▶ [SOURCE]:
________
I apologize for my more sour posts critical of the way you guys debate. I thought twice about posting that (should've thought thrice) but really, I think it was that tough love attitude that got me hooked here in the first place.

Matt, when you started this board did you have any idea of the community it would turn into?


----------



## Bladestunner316

I just wanted to apologize for any anger ive shown towards anyone here alot has been going on for me in my private life and I can easily get angry and take it out on the wrong people.

I do say though that for all us me mostly should respectfully disaree with each other no matter how ridiculous you think the other person s argument is being rude and insulting only creates tension and animosity towards oen another.

sincerelly,
blade

p.s. matt you sent it twice to me via email.


----------



## turmeric

I'm still sorting out where I am with paedo/credo but won't read the discussions, because 1. they get acrimonious, 2. Everyone says the same things again &amp; again. I've been baptized 3 times(God help me!) and did it the last time because after all these years I really was saved and wanted to make a break with the past. I enjoy the board, but it does get vicious around here sometimes. I just stay off those threads that seem to be going west.

[Edited on 6-28-2004 by turmeric]


----------



## Saiph

I am still wondering if I should join the Antiochian Orthodox church and stop posting here.


----------



## blhowes

[b:b3c8fb045b]Meg wrote:[/b:b3c8fb045b]
I enjoy the board, but it does get vicious around here sometimes. I just stay off those threads that seem to be going west. 

That's wise. Viewing things on the board is just like watching TV in some ways. If we don't like what we see, we can change stations (forums). One advantage this place has over the TV is we don't have to constantly be looking for the clicker (we're always misplacing ours in the couch cushions, or under a chair, or wherever).
________
▶ [DATASET EXCERPTS]:
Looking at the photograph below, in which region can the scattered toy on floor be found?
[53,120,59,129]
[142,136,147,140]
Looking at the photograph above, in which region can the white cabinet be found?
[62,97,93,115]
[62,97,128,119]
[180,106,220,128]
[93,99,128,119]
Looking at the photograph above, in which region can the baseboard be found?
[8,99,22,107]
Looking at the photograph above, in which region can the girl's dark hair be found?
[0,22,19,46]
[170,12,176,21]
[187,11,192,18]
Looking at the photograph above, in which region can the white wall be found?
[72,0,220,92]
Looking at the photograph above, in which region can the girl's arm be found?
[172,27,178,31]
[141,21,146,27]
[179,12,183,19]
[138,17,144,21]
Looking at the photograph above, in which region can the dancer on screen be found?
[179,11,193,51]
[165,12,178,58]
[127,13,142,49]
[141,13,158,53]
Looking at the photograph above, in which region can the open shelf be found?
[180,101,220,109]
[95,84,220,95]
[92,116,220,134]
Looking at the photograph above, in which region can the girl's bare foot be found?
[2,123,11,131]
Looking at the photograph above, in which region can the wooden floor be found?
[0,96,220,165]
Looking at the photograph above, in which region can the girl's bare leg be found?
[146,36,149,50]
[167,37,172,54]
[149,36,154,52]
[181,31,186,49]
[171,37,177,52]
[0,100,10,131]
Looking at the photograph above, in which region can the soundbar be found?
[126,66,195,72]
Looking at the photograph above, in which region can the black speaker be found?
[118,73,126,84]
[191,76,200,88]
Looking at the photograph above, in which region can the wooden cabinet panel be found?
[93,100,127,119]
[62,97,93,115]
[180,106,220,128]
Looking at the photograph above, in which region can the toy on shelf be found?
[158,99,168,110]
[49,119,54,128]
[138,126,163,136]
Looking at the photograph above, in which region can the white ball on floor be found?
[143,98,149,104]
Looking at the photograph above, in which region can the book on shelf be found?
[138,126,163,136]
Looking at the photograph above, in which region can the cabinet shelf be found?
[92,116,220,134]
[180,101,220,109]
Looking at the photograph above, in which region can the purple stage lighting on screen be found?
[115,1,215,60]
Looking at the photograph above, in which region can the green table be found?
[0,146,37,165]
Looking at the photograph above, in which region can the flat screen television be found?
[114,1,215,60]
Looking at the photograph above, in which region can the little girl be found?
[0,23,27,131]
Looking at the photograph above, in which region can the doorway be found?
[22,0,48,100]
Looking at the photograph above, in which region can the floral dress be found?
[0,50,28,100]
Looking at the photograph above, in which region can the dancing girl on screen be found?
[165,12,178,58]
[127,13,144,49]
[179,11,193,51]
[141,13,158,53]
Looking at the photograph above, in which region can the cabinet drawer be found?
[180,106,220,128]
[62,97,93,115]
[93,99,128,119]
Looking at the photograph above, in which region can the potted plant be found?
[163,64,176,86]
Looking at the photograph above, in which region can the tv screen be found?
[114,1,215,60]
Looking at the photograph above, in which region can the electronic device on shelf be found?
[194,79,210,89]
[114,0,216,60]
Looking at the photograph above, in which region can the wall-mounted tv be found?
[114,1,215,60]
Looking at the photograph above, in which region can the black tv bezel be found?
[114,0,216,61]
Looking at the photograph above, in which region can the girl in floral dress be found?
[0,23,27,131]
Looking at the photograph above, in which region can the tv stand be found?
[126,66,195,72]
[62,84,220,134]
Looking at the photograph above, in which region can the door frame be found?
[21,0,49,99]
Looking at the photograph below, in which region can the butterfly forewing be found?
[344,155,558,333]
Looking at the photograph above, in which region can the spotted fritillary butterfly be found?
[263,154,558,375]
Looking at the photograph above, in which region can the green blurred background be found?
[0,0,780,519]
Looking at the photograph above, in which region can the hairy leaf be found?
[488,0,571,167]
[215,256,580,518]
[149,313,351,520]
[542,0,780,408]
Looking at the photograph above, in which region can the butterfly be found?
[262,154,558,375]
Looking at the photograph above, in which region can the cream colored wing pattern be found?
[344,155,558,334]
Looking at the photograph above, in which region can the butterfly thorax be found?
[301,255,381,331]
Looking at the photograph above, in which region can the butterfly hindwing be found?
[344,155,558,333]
________
▶ [GIVEN REQUEST]:
Answer from the forum thread:
(a) How many times has turmeric been baptized?
(b) Which church is Saiph wondering whether to join?
(c) According to blhowes, viewing things on the board is like what?
Rely only on the forum thread, not the items.

▶ [EXERCISE ANSWER]:
(a) Three times.
(b) The Antiochian Orthodox church.
(c) Watching TV.